++++ Dataset ++++

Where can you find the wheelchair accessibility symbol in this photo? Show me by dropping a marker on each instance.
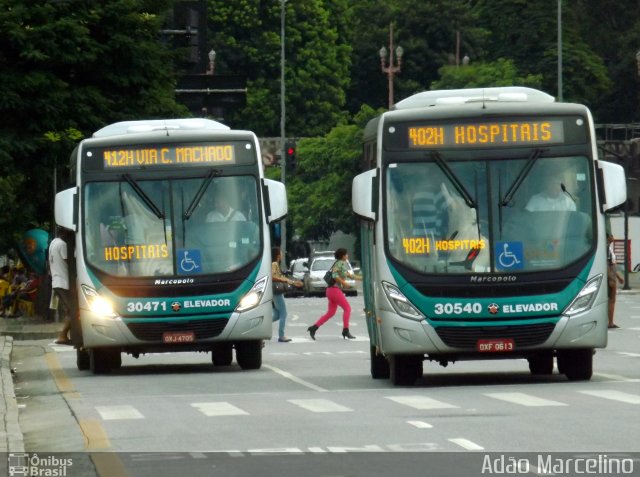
(509, 256)
(189, 261)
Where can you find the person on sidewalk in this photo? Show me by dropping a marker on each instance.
(59, 268)
(279, 305)
(335, 295)
(613, 276)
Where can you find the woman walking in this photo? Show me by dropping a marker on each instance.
(279, 306)
(335, 295)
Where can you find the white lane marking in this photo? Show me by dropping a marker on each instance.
(616, 377)
(218, 409)
(614, 396)
(524, 399)
(466, 444)
(319, 405)
(295, 379)
(113, 413)
(420, 424)
(421, 402)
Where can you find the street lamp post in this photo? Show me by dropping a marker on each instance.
(392, 69)
(212, 59)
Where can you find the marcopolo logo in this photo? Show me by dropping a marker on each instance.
(27, 465)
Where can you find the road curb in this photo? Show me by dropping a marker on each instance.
(13, 439)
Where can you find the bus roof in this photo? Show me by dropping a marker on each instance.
(150, 125)
(461, 96)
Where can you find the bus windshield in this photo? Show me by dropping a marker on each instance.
(489, 216)
(166, 227)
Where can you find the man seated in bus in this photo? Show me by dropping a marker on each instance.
(26, 291)
(223, 212)
(554, 196)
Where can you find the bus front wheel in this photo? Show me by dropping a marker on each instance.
(576, 364)
(103, 360)
(379, 365)
(404, 369)
(249, 354)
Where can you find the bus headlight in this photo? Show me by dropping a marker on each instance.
(254, 296)
(585, 298)
(400, 302)
(97, 303)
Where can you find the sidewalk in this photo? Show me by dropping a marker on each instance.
(35, 328)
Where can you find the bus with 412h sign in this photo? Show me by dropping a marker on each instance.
(172, 245)
(483, 232)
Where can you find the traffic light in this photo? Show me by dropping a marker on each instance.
(290, 156)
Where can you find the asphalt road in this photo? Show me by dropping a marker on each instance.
(313, 408)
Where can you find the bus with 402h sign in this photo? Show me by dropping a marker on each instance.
(172, 244)
(483, 232)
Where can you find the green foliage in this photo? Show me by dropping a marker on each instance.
(500, 73)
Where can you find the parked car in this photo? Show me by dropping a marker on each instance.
(297, 268)
(314, 277)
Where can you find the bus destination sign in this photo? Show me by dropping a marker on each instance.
(505, 133)
(189, 155)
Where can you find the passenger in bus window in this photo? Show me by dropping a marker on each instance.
(554, 196)
(223, 212)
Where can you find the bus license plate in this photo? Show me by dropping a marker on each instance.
(500, 345)
(179, 337)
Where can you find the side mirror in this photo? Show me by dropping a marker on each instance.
(276, 196)
(66, 209)
(364, 194)
(614, 185)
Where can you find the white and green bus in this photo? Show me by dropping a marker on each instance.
(172, 245)
(483, 232)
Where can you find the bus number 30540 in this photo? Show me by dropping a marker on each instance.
(457, 308)
(146, 306)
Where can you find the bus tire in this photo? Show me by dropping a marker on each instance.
(541, 364)
(576, 364)
(103, 360)
(222, 354)
(83, 361)
(379, 364)
(404, 369)
(249, 354)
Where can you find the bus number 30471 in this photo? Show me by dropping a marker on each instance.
(457, 308)
(146, 306)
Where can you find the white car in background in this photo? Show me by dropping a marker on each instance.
(313, 280)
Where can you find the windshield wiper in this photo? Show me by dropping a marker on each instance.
(435, 155)
(145, 198)
(533, 157)
(200, 193)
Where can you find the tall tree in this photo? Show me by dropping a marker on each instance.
(320, 192)
(612, 29)
(67, 68)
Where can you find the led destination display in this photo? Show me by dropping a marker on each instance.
(169, 156)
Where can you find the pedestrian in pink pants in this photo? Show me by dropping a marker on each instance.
(335, 295)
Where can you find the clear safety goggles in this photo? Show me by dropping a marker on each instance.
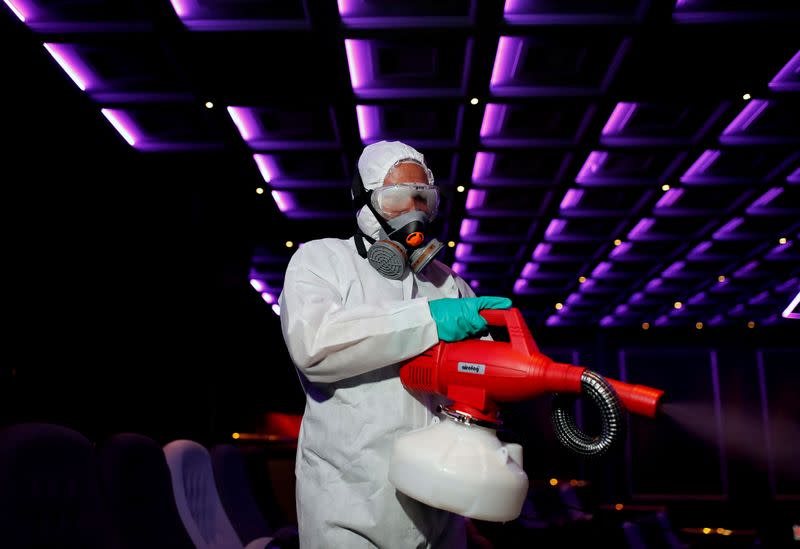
(394, 200)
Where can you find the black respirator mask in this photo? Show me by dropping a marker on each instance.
(403, 240)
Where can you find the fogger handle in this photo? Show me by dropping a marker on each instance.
(518, 333)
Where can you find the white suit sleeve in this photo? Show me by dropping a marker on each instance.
(329, 342)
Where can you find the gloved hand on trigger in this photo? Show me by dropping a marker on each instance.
(457, 319)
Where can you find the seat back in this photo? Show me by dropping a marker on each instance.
(137, 489)
(197, 498)
(233, 485)
(49, 490)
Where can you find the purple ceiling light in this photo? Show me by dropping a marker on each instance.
(475, 199)
(788, 79)
(20, 11)
(654, 284)
(529, 269)
(268, 166)
(793, 310)
(463, 251)
(737, 131)
(673, 270)
(669, 198)
(593, 164)
(369, 118)
(536, 12)
(542, 250)
(745, 270)
(621, 250)
(494, 117)
(638, 297)
(66, 56)
(245, 121)
(697, 171)
(359, 59)
(641, 228)
(200, 15)
(586, 286)
(258, 285)
(468, 228)
(699, 250)
(284, 201)
(619, 119)
(602, 268)
(571, 199)
(124, 124)
(483, 165)
(509, 52)
(555, 228)
(607, 320)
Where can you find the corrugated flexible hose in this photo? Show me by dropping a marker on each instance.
(612, 423)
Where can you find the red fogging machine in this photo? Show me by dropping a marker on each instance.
(458, 463)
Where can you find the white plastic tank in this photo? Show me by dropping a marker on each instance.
(462, 468)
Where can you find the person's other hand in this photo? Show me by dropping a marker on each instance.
(457, 319)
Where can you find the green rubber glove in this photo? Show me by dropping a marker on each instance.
(457, 319)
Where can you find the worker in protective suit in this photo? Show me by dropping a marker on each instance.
(351, 312)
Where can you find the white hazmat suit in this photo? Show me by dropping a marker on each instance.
(347, 329)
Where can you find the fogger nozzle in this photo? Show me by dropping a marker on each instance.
(638, 399)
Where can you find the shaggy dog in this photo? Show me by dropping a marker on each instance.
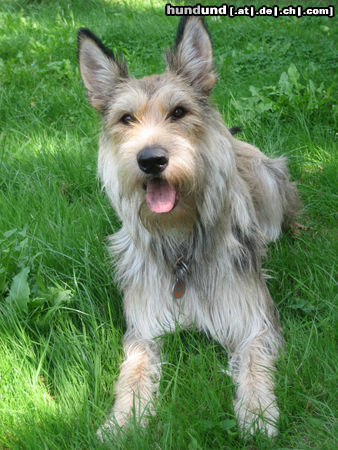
(197, 208)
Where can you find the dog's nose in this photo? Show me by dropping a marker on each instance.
(153, 160)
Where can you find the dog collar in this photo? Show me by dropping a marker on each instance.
(180, 271)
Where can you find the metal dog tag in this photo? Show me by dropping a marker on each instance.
(178, 288)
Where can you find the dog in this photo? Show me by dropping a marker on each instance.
(198, 207)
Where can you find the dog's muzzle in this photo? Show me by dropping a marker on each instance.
(153, 160)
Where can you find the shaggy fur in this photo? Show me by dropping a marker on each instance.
(230, 200)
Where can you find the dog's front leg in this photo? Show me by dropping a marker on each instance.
(137, 383)
(252, 366)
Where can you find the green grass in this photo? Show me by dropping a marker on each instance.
(61, 318)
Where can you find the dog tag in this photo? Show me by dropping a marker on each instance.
(178, 288)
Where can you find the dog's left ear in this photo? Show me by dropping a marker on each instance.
(192, 54)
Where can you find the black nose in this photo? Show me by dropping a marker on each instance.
(153, 160)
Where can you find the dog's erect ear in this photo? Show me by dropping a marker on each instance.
(100, 70)
(191, 56)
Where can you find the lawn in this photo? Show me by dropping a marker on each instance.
(61, 320)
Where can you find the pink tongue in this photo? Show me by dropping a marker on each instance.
(160, 195)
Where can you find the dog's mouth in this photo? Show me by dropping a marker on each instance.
(161, 197)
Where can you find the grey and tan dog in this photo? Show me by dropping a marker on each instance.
(198, 207)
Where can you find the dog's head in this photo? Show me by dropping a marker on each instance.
(154, 128)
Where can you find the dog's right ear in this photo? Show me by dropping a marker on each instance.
(100, 70)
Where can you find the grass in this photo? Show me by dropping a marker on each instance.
(61, 319)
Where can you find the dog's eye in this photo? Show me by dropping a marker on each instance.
(178, 113)
(127, 119)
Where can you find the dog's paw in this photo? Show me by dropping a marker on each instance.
(254, 418)
(107, 431)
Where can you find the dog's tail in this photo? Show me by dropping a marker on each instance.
(235, 130)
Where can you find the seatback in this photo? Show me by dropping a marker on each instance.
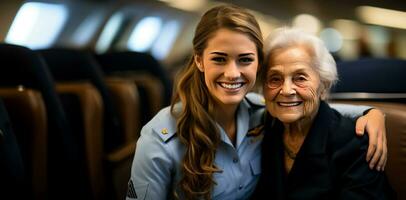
(373, 75)
(396, 141)
(22, 66)
(84, 109)
(11, 165)
(137, 62)
(75, 65)
(29, 122)
(380, 83)
(126, 98)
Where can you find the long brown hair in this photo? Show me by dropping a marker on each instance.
(196, 128)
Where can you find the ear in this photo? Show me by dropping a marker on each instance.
(199, 63)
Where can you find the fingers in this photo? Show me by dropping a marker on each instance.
(373, 145)
(360, 125)
(378, 154)
(384, 157)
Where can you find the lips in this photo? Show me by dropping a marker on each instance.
(289, 104)
(231, 86)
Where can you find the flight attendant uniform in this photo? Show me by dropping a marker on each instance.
(156, 168)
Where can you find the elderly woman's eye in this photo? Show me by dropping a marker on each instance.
(300, 78)
(274, 82)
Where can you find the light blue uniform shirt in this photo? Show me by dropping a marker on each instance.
(156, 166)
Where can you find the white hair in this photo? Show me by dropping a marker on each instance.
(322, 61)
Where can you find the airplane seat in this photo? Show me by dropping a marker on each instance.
(131, 61)
(25, 67)
(152, 81)
(120, 100)
(380, 83)
(12, 171)
(29, 123)
(371, 75)
(84, 109)
(126, 97)
(75, 65)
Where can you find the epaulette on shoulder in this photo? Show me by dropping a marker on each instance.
(255, 99)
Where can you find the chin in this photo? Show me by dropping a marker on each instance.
(235, 100)
(288, 118)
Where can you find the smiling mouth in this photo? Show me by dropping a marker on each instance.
(231, 86)
(289, 104)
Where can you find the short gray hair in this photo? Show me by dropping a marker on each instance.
(322, 61)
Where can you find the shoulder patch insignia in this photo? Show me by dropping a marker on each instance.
(164, 131)
(131, 190)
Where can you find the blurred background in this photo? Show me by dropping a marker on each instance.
(164, 28)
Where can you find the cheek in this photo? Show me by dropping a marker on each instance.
(270, 94)
(311, 99)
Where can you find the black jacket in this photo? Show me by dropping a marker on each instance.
(330, 164)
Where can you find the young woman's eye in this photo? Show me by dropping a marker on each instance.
(218, 59)
(246, 60)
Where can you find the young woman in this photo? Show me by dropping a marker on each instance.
(205, 145)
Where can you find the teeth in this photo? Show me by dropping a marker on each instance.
(289, 104)
(231, 86)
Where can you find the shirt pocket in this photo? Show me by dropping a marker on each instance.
(255, 165)
(138, 192)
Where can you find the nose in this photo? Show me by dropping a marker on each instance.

++++

### [Your goal]
Write out the lines above from the one containing "Where can you find the shoulder" through the last, exactly as they are.

### [Full response]
Where can you find the shoulder patch insignia in this photo? Show me by dropping a marker on each instance.
(164, 131)
(131, 190)
Where can you find the blurred background in this photo? Show me by dropping a marker on each instance.
(164, 28)
Where can you find the cheek in this photo? Show me by dropping a marker on each instance.
(270, 94)
(311, 99)
Where can you find the black jacket in this photo? Show me by dropping a marker on each instance.
(330, 164)
Where can you find the young woman's eye in this photo? Show me by dropping a marker on each instance.
(218, 59)
(246, 60)
Where can you find the young woman in this photo? Show me by dropping a marker on each instance.
(205, 145)
Where can you find the teeth in this photo? Show me by dropping a marker on each instance.
(289, 104)
(231, 86)
Where can you find the shirt pocket in this photo? Show me by dropping a marker on each instance.
(255, 165)
(138, 192)
Where can you find the nose in this photo? Show me by dropping a marker on each instance.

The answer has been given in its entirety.